**Data entries:**
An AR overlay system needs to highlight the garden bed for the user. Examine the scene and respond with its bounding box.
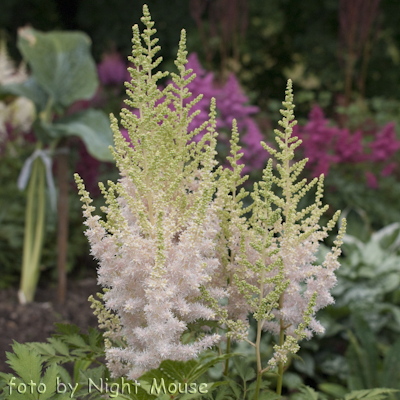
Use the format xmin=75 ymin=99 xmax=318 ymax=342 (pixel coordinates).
xmin=0 ymin=278 xmax=99 ymax=372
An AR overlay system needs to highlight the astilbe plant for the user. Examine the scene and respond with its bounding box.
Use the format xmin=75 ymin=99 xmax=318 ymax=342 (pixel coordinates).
xmin=75 ymin=7 xmax=219 ymax=379
xmin=75 ymin=6 xmax=345 ymax=398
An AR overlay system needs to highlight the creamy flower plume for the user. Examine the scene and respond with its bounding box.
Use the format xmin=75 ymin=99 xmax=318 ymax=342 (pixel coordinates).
xmin=76 ymin=6 xmax=220 ymax=379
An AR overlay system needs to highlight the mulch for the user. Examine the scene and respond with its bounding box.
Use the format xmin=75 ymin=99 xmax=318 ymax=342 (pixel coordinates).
xmin=0 ymin=278 xmax=100 ymax=372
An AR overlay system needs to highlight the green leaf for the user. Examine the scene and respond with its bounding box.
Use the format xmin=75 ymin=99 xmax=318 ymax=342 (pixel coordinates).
xmin=344 ymin=388 xmax=398 ymax=400
xmin=300 ymin=385 xmax=318 ymax=400
xmin=54 ymin=322 xmax=80 ymax=336
xmin=52 ymin=109 xmax=113 ymax=161
xmin=18 ymin=28 xmax=98 ymax=107
xmin=40 ymin=364 xmax=58 ymax=400
xmin=0 ymin=76 xmax=49 ymax=112
xmin=318 ymin=382 xmax=348 ymax=397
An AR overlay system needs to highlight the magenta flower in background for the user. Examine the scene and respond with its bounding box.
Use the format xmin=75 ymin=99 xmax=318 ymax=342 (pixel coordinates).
xmin=293 ymin=106 xmax=338 ymax=176
xmin=335 ymin=129 xmax=368 ymax=163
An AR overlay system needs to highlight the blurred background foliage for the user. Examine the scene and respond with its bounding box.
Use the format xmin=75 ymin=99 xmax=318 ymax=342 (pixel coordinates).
xmin=0 ymin=0 xmax=400 ymax=400
xmin=0 ymin=0 xmax=400 ymax=108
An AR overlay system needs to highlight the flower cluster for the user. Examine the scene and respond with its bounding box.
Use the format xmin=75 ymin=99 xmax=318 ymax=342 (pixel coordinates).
xmin=295 ymin=106 xmax=400 ymax=186
xmin=206 ymin=81 xmax=345 ymax=368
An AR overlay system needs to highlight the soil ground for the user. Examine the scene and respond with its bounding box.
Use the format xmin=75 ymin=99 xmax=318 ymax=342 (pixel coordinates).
xmin=0 ymin=278 xmax=100 ymax=372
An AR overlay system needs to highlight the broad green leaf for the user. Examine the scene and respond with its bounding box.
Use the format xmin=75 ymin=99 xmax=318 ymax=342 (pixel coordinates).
xmin=52 ymin=110 xmax=113 ymax=161
xmin=18 ymin=28 xmax=98 ymax=107
xmin=47 ymin=337 xmax=69 ymax=356
xmin=0 ymin=76 xmax=49 ymax=112
xmin=40 ymin=364 xmax=58 ymax=400
xmin=54 ymin=322 xmax=80 ymax=336
xmin=380 ymin=339 xmax=400 ymax=389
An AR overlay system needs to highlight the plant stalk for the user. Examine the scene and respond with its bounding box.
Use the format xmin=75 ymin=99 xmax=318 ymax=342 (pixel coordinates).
xmin=18 ymin=158 xmax=46 ymax=304
xmin=57 ymin=144 xmax=68 ymax=304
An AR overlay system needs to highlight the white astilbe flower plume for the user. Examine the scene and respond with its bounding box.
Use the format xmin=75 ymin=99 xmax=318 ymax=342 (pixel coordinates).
xmin=76 ymin=6 xmax=220 ymax=379
xmin=202 ymin=80 xmax=346 ymax=379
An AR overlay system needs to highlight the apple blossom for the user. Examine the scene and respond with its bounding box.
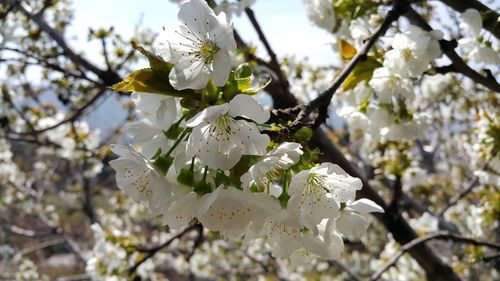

**Your task:**
Please carry over every line of the rows starting at the line that contains "An AR overlay system needs to highlight the blurred" and ending at the line that contains "xmin=380 ymin=339 xmax=400 ymax=389", and nothing else. Add 41 to each bounding box coordinate in the answers.

**Output of the exercise:**
An AR overlay system needs to highlight the blurred background foliage for the user. Examine the scene and respond with its bounding box.
Use the format xmin=75 ymin=99 xmax=318 ymax=342 (pixel coordinates).
xmin=41 ymin=41 xmax=441 ymax=441
xmin=41 ymin=41 xmax=441 ymax=149
An AR overlay system needs to highlight the flower cluster for the user. Examine the scene and respond with its bounding box.
Use the format xmin=75 ymin=99 xmax=318 ymax=342 (pixel coordinates).
xmin=336 ymin=147 xmax=441 ymax=227
xmin=247 ymin=122 xmax=386 ymax=409
An AR overlay system needs to highlight the soil ground for the user. Examine the scene and respond with its bounding box.
Use the format xmin=75 ymin=99 xmax=318 ymax=342 (pixel coordinates).
xmin=41 ymin=319 xmax=141 ymax=413
An AR overlay system needs to highlight the broad green leaf for the user. Examine the scene and respond with its bounding box.
Use the format xmin=75 ymin=99 xmax=318 ymax=342 (pixel coordinates).
xmin=93 ymin=151 xmax=154 ymax=202
xmin=59 ymin=69 xmax=139 ymax=148
xmin=88 ymin=378 xmax=110 ymax=397
xmin=41 ymin=117 xmax=90 ymax=153
xmin=81 ymin=405 xmax=99 ymax=441
xmin=95 ymin=363 xmax=121 ymax=377
xmin=421 ymin=380 xmax=441 ymax=430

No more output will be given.